## BEGIN Selection
Certification Manipulation

Pamela Gilbert | January 11, 2008 | Policies

This issue of the Healthy Building News was originally going to discuss the growing confusion over green product standards and certifications, following up on an excellent article in the latest issue of the Environmental Building News. Then we got word of a controversial effort by the PVC industry to weaken Underwriters Laboratories' performance standards for PVC pipes. This case illuminates many of the concerns we intend to raise with regard to trade association manipulation of green product standards and certifications, but at a distance that we think offers readers an informative perspective and context for the issues we face in the green building movement. We asked attorney Pamela Gilbert, formerly Executive Director of the US Consumer Product Safety Commission, to explain what is at stake at Underwriters Laboratories (UL). [1] Readers are encouraged to urge the UL not to enact the proposed changes to their PVC pipe standard. -- The Editors

The Uni-Bell PVC Pipe Association has requested that Underwriters Laboratories (UL) enact wide ranging revisions to relax UL 1285, the Standard for Safety for Pipe and Couplings, Polyvinyl Chloride (PVC), for Underground Fire Service. [2]

Currently, section 17 of UL 1285 is clear and straightforward, requiring strength tests to be done from the actual product being certified (i.e. from "machined specimens from the pipe"). The proposed revision to this section, by contrast, would allow the manufacturer to test not the pipe that bears the UL mark but a completely different product made from the same raw materials.
## END Selection
## BEGIN Data lines
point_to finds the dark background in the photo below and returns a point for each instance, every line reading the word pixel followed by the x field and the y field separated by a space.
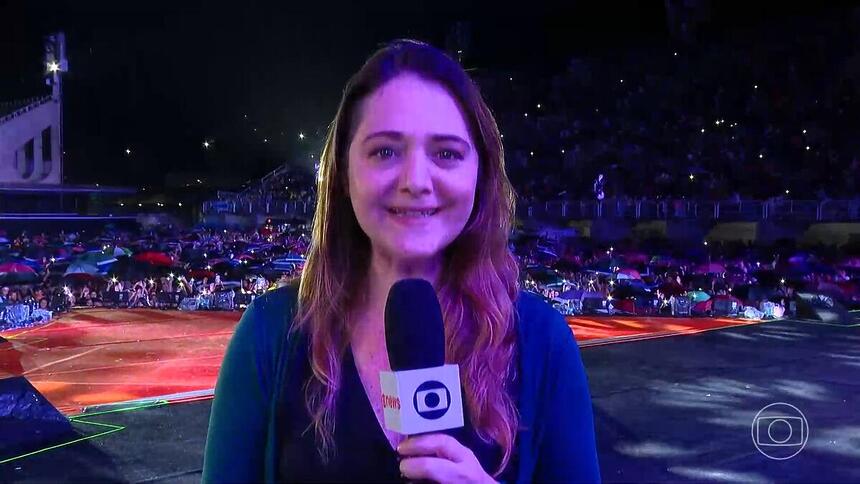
## END Data lines
_Instructions for the task_.
Print the part of the PVC pipe standards article from "Currently, section 17" to "same raw materials." word for word.

_Reply_.
Currently, section 17 of UL 1285 is clear and straightforward, requiring strength tests to be done from the actual product being certified (i.e. from "machined specimens from the pipe"). The proposed revision to this section, by contrast, would allow the manufacturer to test not the pipe that bears the UL mark but a completely different product made from the same raw materials.